----- Dataset rows -----

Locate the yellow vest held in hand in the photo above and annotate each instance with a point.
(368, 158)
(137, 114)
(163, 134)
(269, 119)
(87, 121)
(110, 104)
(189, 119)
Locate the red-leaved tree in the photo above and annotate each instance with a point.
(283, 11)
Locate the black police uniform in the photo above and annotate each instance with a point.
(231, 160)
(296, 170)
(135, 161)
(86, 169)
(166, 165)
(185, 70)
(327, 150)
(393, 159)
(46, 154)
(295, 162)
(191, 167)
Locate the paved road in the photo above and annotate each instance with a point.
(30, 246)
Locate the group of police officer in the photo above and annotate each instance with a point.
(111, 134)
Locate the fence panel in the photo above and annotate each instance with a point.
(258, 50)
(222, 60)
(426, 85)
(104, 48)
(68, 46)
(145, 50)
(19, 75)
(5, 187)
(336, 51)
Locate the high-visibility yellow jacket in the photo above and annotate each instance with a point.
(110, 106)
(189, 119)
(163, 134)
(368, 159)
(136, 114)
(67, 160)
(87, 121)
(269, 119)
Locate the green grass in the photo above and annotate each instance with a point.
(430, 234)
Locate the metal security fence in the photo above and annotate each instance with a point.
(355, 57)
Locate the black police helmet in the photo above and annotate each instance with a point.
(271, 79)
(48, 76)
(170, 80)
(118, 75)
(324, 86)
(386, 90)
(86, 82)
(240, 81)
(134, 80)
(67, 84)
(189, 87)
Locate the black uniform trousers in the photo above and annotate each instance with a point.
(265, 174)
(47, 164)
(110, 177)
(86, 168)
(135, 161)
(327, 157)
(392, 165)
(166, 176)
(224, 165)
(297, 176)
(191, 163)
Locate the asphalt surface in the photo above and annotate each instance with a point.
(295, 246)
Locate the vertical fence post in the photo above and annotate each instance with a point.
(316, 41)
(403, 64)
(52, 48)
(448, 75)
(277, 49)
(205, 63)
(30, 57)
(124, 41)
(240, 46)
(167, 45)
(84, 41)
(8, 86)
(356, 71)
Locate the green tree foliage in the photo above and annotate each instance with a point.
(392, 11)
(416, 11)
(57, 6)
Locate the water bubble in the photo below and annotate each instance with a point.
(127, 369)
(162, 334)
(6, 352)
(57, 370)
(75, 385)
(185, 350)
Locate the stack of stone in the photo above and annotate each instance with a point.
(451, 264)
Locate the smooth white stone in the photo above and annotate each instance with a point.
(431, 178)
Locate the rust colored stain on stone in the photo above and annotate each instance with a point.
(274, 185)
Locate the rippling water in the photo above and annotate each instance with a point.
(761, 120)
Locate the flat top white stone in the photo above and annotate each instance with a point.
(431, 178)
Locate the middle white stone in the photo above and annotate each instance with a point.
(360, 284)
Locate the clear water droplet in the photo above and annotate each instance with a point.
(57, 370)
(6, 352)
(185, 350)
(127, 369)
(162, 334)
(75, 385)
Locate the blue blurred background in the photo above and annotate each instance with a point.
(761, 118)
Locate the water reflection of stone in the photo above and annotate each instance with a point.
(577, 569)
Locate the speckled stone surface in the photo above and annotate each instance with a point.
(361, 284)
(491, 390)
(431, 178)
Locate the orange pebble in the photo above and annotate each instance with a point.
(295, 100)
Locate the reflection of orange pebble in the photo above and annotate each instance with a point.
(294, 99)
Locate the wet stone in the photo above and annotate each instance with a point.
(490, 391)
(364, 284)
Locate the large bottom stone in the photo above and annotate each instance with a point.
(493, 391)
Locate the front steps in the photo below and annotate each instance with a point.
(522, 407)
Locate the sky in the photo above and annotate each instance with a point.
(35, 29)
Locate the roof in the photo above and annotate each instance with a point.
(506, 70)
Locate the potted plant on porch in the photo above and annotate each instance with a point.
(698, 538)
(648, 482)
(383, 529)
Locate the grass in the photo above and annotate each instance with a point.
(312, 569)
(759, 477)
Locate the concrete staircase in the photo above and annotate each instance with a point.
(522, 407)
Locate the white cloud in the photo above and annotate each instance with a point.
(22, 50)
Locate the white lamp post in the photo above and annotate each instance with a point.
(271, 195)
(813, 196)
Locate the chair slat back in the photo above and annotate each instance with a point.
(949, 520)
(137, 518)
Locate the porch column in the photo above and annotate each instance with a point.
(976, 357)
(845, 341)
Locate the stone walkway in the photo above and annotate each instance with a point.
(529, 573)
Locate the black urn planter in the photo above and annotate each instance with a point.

-----

- Problem to work on -
Reproduce all of the data above, substituting "mark" for every occurrence of "annotate" and leaving everything else unchanged.

- Task answer -
Locate the yellow vest held in hand in the photo above and mark each instance with a point.
(368, 158)
(137, 114)
(163, 134)
(269, 119)
(87, 121)
(110, 104)
(189, 119)
Locate the red-leaved tree in the photo above and mark each instance with a point.
(283, 11)
Locate the black police uniform in the photo above and mark each instance with a point.
(231, 160)
(296, 170)
(135, 161)
(86, 169)
(166, 165)
(185, 70)
(327, 150)
(393, 159)
(46, 154)
(295, 162)
(191, 167)
Locate the paved road in the photo above and mark each instance with a point.
(30, 246)
Locate the group of police officer in the photo above and mark each instance with a point.
(111, 134)
Locate the fence panel in the photo above and mark each instance with a point.
(258, 50)
(222, 60)
(426, 85)
(104, 48)
(68, 46)
(145, 50)
(19, 75)
(5, 187)
(336, 51)
Locate the high-visibility yellow jacket in the photo above and mark each instance with a point.
(110, 106)
(189, 119)
(163, 134)
(368, 159)
(136, 114)
(67, 160)
(87, 121)
(269, 119)
Locate the green grass in the photo above and mark each instance with a point.
(430, 234)
Locate the metal security fence in the photo above and mark each instance with a point.
(355, 57)
Locate the black police helmet in the photo above and mark each instance with a point.
(271, 79)
(48, 76)
(170, 80)
(118, 75)
(324, 86)
(386, 90)
(86, 82)
(240, 81)
(134, 80)
(67, 84)
(189, 87)
Locate the black uniform trousers in the photo above and mark each instance with a point.
(265, 174)
(47, 164)
(110, 177)
(86, 168)
(135, 161)
(327, 157)
(392, 165)
(166, 176)
(224, 165)
(297, 176)
(191, 163)
Locate the asphalt surface in the photo above and mark each instance with a point.
(295, 246)
Locate the vertical fence post in the photo above and mark each instance with a point.
(316, 41)
(403, 64)
(52, 48)
(448, 75)
(277, 49)
(205, 63)
(30, 57)
(124, 41)
(240, 46)
(167, 45)
(84, 41)
(8, 86)
(356, 71)
Locate the green tree foliage in the photo above and mark each instance with a point.
(392, 11)
(416, 11)
(57, 6)
Locate the water bubble in the photo below and mark each instance with a point.
(127, 369)
(162, 334)
(6, 352)
(57, 370)
(75, 385)
(185, 350)
Locate the stack of stone in the photo above and mark each instance with a point.
(451, 264)
Locate the smooth white stone in the photo above and mark each instance with a point.
(431, 178)
Locate the rust colored stain on stone in the photo above and mark each instance with a point.
(274, 185)
Locate the rippling water in the photo above and mark each instance with a point.
(761, 120)
Locate the flat top white stone in the photo above and mark each instance with a point.
(431, 178)
Locate the middle white stone in the photo above and mark each instance with a point.
(360, 284)
Locate the clear water droplet in the photo above and mark each instance with a point.
(57, 370)
(6, 352)
(185, 350)
(127, 369)
(162, 334)
(75, 385)
Locate the blue blurred background in the photo above and mark each instance with a point.
(761, 118)
Locate the water reflection of stone in the photo above and mark each instance with a point.
(577, 569)
Locate the speckled stone surface in the photo above and mark each instance with a point.
(361, 284)
(491, 390)
(431, 178)
Locate the orange pebble in the photo above and mark each instance with a point.
(295, 100)
Locate the reflection of orange pebble in the photo above and mark each instance with a point.
(294, 99)
Locate the wet stone in the photo above and mark each instance with a point.
(490, 391)
(364, 284)
Locate the large bottom stone in the photo above and mark each instance with a point.
(493, 391)
Locate the front steps in the photo below and mark each instance with a point.
(522, 407)
Locate the sky in the photo above and mark each instance with a point.
(35, 29)
Locate the roof in the photo above and mark each instance with a point.
(506, 70)
Locate the potted plant on porch in the photo above and mark each instance with a point.
(698, 538)
(648, 482)
(383, 529)
Locate the grass in the photo above and mark each instance with a point.
(312, 569)
(759, 477)
Locate the concrete staircase in the photo above and mark each instance with a point.
(522, 407)
Locate the white cloud in the photo above and mark each instance with a point.
(22, 50)
Locate the white lamp post in the photo above and mark each instance with a point.
(271, 195)
(813, 196)
Locate the chair slat back in the photo above and mark each instance with a point.
(949, 520)
(137, 518)
Locate the porch column in the photo above and mark each instance with a point.
(976, 357)
(845, 341)
Locate the stone walkway in the photo above and mark each instance with a point.
(529, 573)
Locate the black urn planter in the photo above and mark each instance with a point.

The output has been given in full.